PROVIDED DATA:

★ ★ ★

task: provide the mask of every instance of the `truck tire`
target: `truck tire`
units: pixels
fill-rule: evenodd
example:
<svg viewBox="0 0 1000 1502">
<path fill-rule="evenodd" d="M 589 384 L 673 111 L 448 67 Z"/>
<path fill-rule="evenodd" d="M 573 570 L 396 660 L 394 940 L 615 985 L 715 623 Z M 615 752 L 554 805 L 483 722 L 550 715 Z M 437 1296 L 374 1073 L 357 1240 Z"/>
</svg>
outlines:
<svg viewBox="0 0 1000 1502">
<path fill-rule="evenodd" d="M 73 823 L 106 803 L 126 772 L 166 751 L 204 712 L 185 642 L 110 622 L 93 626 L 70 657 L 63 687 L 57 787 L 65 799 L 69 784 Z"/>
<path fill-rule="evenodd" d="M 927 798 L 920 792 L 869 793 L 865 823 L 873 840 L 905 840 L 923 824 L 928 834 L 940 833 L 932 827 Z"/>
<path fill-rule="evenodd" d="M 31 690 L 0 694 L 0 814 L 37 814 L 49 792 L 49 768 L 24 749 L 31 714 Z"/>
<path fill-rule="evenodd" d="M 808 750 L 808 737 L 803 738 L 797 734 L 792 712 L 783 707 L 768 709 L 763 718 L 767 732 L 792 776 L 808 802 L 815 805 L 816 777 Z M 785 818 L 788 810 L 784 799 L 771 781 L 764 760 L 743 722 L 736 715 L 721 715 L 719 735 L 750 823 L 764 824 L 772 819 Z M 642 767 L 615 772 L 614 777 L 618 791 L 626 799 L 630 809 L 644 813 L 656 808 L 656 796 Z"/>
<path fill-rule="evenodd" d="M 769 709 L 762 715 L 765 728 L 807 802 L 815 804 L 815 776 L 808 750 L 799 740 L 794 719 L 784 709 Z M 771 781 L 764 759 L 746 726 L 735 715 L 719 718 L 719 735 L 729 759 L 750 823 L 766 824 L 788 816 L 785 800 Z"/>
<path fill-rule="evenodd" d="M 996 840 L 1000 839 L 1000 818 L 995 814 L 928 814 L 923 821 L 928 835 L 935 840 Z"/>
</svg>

★ ★ ★

Look above for the line with "589 384 L 673", then copy it and each later line exactly, stopping at the last line of the records.

<path fill-rule="evenodd" d="M 589 384 L 673 111 L 448 67 Z"/>
<path fill-rule="evenodd" d="M 573 570 L 396 660 L 394 940 L 615 985 L 715 623 Z M 615 752 L 554 805 L 483 722 L 550 715 Z M 437 1296 L 374 1073 L 357 1240 Z"/>
</svg>
outlines:
<svg viewBox="0 0 1000 1502">
<path fill-rule="evenodd" d="M 73 823 L 106 803 L 126 772 L 166 751 L 204 712 L 185 642 L 110 622 L 93 626 L 70 657 L 63 687 L 57 787 L 65 799 L 69 784 Z"/>
<path fill-rule="evenodd" d="M 927 798 L 920 792 L 869 793 L 865 823 L 873 840 L 905 840 L 923 824 L 928 834 L 940 833 L 932 827 Z"/>
<path fill-rule="evenodd" d="M 31 690 L 0 694 L 0 814 L 37 814 L 49 792 L 49 768 L 24 749 L 31 714 Z"/>
<path fill-rule="evenodd" d="M 808 750 L 808 737 L 803 738 L 797 734 L 792 712 L 783 707 L 768 709 L 763 718 L 767 732 L 792 776 L 808 802 L 815 805 L 816 777 Z M 785 818 L 788 810 L 784 799 L 771 781 L 764 760 L 743 722 L 736 715 L 721 715 L 719 735 L 750 823 L 764 824 L 772 819 Z M 642 767 L 615 772 L 614 777 L 618 791 L 626 799 L 630 809 L 644 813 L 656 808 L 656 796 Z"/>
<path fill-rule="evenodd" d="M 769 709 L 762 715 L 765 728 L 807 802 L 815 804 L 815 776 L 808 750 L 799 740 L 794 719 L 784 709 Z M 771 781 L 764 759 L 746 726 L 735 715 L 719 718 L 719 735 L 729 759 L 750 823 L 766 824 L 788 816 L 785 800 Z"/>
<path fill-rule="evenodd" d="M 996 840 L 1000 839 L 1000 818 L 995 814 L 928 814 L 923 821 L 928 835 L 935 840 Z"/>
</svg>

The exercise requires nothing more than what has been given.